State how many lines of the data below hold the string "rear", giving nothing but the number.

<<<<

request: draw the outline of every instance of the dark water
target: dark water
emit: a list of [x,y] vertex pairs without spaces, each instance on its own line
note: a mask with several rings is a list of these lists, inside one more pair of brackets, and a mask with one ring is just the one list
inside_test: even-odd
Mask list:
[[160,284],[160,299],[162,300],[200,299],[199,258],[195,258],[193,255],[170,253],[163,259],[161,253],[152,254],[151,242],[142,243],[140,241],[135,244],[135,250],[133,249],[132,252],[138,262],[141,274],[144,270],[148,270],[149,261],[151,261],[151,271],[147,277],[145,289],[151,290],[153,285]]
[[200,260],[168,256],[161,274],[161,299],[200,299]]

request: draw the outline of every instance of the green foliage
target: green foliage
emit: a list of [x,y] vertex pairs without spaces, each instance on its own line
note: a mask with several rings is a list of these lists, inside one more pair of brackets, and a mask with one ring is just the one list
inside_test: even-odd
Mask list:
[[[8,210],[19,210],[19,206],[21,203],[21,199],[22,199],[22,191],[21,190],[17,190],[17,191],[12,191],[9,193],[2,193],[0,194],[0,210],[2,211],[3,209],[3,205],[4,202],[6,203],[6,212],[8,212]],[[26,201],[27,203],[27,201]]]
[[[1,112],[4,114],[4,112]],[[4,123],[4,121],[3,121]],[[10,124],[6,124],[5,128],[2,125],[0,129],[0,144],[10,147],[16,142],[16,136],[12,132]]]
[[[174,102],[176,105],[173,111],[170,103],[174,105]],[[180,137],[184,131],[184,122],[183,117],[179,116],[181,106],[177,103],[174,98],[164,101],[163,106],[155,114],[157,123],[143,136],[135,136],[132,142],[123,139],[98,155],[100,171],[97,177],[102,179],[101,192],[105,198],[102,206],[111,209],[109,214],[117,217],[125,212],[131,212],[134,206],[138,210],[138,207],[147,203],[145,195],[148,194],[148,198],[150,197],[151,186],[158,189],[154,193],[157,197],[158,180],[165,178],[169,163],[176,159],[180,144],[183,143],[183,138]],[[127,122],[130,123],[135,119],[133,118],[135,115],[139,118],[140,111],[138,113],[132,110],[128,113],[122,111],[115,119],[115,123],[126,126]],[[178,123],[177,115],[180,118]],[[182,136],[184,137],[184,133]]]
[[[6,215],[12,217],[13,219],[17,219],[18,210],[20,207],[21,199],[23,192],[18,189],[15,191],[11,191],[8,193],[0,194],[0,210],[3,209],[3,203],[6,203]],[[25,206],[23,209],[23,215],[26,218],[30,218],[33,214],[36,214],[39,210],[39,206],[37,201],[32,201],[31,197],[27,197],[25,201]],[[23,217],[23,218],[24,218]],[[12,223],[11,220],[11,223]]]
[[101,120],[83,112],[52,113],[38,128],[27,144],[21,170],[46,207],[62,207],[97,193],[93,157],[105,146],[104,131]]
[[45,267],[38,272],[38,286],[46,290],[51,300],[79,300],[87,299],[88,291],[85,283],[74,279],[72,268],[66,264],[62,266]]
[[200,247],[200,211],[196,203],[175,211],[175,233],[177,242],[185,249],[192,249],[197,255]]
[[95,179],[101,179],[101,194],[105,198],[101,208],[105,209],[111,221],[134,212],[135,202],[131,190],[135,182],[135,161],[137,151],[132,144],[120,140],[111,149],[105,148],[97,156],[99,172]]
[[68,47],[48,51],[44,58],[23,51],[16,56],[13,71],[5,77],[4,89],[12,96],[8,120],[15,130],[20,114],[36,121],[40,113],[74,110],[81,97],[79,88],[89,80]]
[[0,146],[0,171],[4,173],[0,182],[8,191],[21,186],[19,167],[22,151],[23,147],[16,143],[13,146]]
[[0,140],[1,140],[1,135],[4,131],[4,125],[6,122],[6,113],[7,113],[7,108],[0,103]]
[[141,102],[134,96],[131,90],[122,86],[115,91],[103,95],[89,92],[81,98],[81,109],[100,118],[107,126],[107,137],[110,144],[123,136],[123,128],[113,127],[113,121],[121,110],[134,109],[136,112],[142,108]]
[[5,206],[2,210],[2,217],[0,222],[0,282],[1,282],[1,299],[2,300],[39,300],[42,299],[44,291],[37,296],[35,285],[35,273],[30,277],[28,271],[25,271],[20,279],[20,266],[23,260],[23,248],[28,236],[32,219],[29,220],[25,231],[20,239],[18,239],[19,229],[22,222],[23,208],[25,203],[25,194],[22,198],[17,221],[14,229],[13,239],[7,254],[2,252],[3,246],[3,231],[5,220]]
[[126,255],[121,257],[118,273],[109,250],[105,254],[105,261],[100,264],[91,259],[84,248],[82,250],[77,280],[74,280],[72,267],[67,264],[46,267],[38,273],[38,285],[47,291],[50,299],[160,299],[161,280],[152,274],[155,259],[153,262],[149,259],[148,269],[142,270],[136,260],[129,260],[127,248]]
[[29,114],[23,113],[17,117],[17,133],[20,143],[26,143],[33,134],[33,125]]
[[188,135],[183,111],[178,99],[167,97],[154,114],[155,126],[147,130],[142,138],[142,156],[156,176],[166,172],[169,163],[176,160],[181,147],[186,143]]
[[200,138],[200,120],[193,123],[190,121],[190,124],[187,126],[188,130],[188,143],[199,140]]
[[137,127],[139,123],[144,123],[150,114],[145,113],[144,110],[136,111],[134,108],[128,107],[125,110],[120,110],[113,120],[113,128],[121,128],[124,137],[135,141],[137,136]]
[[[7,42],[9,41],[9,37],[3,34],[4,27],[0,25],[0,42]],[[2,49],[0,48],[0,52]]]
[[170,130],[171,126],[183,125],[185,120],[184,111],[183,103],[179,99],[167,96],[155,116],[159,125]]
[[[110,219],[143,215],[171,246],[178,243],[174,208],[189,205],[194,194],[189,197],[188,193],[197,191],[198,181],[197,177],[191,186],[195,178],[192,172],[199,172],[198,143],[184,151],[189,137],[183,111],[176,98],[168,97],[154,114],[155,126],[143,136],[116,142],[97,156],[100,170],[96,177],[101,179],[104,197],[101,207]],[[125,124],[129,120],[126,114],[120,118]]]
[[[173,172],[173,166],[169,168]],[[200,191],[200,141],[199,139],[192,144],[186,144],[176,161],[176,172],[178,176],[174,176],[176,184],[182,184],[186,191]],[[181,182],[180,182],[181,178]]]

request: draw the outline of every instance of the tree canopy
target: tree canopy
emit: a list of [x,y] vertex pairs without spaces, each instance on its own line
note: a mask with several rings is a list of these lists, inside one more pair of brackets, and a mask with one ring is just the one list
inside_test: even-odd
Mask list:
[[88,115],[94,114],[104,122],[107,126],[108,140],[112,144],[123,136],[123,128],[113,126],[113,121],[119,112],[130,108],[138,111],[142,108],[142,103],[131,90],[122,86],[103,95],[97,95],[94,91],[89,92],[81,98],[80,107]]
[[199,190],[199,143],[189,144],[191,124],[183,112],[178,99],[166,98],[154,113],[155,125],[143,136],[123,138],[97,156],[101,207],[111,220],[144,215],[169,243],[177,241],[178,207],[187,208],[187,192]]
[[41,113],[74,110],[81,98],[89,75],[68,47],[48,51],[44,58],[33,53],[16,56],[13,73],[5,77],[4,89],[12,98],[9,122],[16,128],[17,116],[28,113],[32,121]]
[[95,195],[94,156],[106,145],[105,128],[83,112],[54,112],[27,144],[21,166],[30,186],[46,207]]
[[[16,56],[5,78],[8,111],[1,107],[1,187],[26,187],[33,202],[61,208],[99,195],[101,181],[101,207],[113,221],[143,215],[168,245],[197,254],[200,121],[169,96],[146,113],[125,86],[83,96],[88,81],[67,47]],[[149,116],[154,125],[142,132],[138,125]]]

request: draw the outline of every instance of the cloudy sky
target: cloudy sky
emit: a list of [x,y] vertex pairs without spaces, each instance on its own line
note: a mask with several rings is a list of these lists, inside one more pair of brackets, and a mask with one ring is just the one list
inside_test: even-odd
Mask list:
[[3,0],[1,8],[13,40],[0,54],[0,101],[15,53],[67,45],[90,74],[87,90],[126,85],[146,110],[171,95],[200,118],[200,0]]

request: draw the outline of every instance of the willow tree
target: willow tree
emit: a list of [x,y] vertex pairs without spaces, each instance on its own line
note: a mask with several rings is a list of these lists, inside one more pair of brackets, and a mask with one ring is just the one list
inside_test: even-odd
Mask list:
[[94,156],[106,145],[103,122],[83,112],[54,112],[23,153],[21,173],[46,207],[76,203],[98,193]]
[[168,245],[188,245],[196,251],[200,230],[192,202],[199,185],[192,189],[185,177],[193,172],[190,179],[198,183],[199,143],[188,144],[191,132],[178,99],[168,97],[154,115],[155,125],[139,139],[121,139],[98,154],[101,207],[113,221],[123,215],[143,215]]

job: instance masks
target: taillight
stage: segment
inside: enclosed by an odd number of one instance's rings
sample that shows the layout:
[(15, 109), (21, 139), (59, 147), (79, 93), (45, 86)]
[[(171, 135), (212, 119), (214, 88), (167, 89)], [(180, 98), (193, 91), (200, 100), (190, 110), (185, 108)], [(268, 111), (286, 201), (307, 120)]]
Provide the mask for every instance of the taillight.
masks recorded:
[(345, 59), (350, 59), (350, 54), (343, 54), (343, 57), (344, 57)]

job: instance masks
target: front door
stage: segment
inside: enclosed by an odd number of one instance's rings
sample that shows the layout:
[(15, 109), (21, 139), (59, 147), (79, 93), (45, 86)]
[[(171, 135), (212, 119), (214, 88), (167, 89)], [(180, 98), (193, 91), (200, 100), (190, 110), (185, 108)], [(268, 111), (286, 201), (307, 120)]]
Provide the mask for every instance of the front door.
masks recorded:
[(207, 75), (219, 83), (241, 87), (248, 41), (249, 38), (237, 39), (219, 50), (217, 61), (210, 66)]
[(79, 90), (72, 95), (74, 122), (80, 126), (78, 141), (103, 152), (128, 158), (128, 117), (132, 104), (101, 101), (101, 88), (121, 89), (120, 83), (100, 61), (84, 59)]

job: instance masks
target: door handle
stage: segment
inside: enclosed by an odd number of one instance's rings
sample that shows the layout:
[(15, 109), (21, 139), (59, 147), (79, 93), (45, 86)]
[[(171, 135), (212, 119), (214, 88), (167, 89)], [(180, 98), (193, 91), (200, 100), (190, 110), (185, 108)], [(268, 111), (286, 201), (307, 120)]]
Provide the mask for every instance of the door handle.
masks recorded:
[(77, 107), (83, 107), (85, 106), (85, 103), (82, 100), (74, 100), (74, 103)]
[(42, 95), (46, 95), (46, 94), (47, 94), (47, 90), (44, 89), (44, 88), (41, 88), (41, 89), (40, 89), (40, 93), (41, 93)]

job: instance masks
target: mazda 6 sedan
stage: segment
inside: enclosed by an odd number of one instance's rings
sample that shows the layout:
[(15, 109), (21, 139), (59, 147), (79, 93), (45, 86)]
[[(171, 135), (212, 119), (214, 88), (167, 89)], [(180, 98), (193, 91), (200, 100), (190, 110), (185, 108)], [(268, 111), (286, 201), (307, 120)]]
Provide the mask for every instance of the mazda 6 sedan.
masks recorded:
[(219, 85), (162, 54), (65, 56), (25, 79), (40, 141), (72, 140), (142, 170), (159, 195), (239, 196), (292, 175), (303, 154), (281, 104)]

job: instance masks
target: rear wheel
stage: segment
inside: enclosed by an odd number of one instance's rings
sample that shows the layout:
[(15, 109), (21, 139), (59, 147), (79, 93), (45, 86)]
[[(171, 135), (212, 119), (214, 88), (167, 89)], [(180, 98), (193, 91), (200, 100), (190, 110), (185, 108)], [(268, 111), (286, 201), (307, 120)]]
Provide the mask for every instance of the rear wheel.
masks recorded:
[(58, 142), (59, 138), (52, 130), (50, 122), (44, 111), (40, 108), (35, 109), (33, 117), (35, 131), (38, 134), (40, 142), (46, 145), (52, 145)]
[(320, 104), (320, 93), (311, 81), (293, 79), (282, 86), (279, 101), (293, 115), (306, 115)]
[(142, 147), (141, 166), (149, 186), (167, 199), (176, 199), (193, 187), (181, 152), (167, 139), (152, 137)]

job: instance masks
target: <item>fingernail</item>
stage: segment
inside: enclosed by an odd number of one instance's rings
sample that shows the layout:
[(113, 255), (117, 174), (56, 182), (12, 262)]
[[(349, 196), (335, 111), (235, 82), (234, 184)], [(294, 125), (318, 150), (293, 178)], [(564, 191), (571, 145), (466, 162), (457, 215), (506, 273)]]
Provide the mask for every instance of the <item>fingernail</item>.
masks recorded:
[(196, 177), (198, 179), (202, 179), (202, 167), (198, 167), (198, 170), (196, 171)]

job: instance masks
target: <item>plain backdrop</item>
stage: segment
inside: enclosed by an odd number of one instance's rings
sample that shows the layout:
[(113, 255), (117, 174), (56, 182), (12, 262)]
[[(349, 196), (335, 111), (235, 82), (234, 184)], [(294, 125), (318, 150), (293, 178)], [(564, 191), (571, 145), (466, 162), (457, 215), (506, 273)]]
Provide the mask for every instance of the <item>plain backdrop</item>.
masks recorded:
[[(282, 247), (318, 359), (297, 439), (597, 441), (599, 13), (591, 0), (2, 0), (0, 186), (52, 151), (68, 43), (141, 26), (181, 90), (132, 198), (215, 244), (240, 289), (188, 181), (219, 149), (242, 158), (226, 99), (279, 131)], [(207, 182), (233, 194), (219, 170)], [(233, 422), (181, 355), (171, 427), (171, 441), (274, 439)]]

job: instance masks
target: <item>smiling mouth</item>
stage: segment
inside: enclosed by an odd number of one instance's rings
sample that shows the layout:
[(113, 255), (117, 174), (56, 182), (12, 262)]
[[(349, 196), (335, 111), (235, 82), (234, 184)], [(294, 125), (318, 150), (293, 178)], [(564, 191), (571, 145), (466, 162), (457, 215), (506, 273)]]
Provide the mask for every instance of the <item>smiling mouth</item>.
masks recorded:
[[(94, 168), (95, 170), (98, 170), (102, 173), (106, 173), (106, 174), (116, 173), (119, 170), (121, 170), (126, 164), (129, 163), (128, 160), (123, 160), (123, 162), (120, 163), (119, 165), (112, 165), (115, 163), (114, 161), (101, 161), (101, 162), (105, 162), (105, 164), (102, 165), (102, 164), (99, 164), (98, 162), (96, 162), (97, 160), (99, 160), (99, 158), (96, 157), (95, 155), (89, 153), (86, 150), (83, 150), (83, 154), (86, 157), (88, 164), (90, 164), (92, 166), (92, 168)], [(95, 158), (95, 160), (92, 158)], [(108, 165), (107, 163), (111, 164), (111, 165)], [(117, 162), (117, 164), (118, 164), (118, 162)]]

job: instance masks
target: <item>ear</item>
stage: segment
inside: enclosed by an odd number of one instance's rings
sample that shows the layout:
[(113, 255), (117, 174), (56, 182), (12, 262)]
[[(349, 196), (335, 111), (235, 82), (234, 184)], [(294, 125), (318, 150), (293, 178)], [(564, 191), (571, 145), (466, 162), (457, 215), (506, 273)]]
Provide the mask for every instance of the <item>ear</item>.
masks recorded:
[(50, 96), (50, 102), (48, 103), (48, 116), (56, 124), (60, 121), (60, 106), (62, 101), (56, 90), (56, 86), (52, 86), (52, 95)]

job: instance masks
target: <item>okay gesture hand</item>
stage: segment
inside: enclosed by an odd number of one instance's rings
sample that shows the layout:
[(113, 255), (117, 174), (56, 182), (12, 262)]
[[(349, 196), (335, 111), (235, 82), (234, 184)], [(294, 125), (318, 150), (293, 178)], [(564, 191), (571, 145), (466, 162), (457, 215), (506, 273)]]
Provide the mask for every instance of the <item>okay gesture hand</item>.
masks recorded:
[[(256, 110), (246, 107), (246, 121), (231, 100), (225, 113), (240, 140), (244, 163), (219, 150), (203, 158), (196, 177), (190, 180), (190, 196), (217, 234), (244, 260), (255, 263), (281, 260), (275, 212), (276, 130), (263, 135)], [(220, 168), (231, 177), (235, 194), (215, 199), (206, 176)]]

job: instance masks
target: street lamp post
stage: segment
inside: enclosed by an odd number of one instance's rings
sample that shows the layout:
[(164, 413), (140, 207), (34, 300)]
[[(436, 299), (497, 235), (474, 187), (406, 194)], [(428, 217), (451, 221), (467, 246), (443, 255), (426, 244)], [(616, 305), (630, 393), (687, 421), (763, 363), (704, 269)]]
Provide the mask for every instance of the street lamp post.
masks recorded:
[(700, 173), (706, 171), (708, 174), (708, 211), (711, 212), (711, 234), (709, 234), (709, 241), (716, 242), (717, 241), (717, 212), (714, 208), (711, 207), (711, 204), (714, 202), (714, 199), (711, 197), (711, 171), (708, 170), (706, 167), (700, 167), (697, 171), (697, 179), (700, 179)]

>>>>

**Task answer:** 2